[Natural language region descriptions]
● ● ● ●

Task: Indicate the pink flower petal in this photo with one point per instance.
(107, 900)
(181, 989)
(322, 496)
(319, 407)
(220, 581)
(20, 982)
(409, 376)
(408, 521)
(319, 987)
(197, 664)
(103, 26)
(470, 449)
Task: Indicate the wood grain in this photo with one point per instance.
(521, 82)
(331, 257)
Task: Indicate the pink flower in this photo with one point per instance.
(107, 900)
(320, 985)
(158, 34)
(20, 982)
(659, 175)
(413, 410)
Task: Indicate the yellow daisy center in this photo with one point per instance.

● ● ● ●

Print the data above exactly.

Task: Indicate the pink flower petal in this photo with one point per instance.
(107, 900)
(181, 989)
(322, 496)
(319, 407)
(220, 581)
(20, 982)
(409, 376)
(408, 521)
(319, 987)
(197, 664)
(103, 26)
(470, 449)
Task: Indicate the wood grain in this photo with one point per instance.
(521, 82)
(331, 257)
Task: Indicate the pink flower in this photo with one point per instance.
(107, 900)
(320, 985)
(158, 34)
(20, 982)
(659, 175)
(413, 410)
Task: Indicate the yellow daisy center in this photo with one point per instance.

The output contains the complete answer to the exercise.